### TEXTE À LIRE
-=-=-
Les instances ordinales ont donc ainsi une visibilité complète sur toutes les opérations avant qu’elles ne soient mise en œuvre, ce qui leur permet de vérifier qu’elles sont conformes à la loi :

            -  Les activités de recherche et d’évaluation sont contrôlées non seulement sur la réalité et le sérieux des opérations mises en place, mais également sur la proportionnalité de la rémunération consenties avec la charge de travail ;
            -  Les invitations sont strictement limitées à des manifestations professionnelles et scientifiques dont le sérieux est également vérifié et sous réserve que l’hospitalité prise en charge soit d'un niveau raisonnable et limitée à l'objectif professionnel et scientifique principal de la manifestation et n'est pas étendue à des personnes autres que les professionnels directement concernés.
-=-=-
### ENREGISTREMENTS
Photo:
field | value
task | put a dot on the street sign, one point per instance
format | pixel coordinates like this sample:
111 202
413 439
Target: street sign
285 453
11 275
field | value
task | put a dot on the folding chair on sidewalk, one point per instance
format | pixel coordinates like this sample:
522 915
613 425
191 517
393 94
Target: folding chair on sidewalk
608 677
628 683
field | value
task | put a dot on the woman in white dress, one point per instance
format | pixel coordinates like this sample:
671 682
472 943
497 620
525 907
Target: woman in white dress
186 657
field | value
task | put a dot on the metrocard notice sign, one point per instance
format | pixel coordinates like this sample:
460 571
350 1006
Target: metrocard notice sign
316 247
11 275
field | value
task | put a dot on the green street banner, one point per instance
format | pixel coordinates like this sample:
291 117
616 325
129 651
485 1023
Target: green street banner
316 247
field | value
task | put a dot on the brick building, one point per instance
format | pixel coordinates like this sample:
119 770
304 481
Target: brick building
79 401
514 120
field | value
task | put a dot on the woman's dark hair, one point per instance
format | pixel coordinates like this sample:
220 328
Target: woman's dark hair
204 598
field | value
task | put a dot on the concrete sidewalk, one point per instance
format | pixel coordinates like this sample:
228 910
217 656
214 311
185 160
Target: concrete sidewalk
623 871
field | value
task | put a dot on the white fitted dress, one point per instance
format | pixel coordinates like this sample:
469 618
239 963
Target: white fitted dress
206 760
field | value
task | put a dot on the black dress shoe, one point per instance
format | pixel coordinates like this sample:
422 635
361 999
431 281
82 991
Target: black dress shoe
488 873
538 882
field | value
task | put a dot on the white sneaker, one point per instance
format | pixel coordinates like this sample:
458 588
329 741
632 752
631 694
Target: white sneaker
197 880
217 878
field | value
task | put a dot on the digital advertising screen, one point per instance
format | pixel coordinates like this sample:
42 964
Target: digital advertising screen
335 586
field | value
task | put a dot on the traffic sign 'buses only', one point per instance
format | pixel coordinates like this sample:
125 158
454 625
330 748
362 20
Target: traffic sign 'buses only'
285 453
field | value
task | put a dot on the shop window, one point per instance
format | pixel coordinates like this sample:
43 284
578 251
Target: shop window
-=-=-
### CONSIGNES
a) Recopiez le passage du texte sur le contrôle des instances ordinales, en commençant par « Les instances ordinales » et en allant jusqu'à « professionnels directement concernés. ».
b) Poursuivez le texte sur le contrôle des instances ordinales à partir de sa dernière phrase.
Vous n'avez pas besoin des enregistrements.

### RÉPONSES AUX EXERCICES
a)
Les instances ordinales ont donc ainsi une visibilité complète sur toutes les opérations avant qu’elles ne soient mise en œuvre, ce qui leur permet de vérifier qu’elles sont conformes à la loi :

            -  Les activités de recherche et d’évaluation sont contrôlées non seulement sur la réalité et le sérieux des opérations mises en place, mais également sur la proportionnalité de la rémunération consenties avec la charge de travail ;
            -  Les invitations sont strictement limitées à des manifestations professionnelles et scientifiques dont le sérieux est également vérifié et sous réserve que l’hospitalité prise en charge soit d'un niveau raisonnable et limitée à l'objectif professionnel et scientifique principal de la manifestation et n'est pas étendue à des personnes autres que les professionnels directement concernés.

b)
            -  Les autres opérations (par exemple contrats avec les orateurs dans les congrès, participation à des boards scientifiques) sont contrôlées par les instances ordinales sur leur objet et la proportionnalité des rémunérations versées.

Jusqu’à l’entrée en vigueur du nouveau dispositif, les ordres professionnels rendaient un avis sur ces opérations.

Les entreprises n’avaient pas l’obligation d’arrêter une opération en cas d’avis négatif (même si en pratique les avis négatifs étaient en grande majorité respectés par les entreprises).
Dans un tel cas, elles devaient cependant en informer les professionnels de santé afin qu’ils puissent le cas échéant se retirer d’une opération.

Depuis l’origine, ce dispositif posait de fortes difficultés d’interprétation et de mise en œuvre. C’est la raison pour laquelle une réforme en profondeur a été introduite par la loi « Santé » de 2016, dans un objectif de clarification mais également de renforcer le contrôle des opérations.

Le nouveau dispositif « Encadrement des avantages », codifié aux articles L.1453-3 et suivants du code de la santé publique, est entré en vigueur depuis le 1er octobre 2020.
Plusieurs textes d’application en ont précisé les modalités d’application.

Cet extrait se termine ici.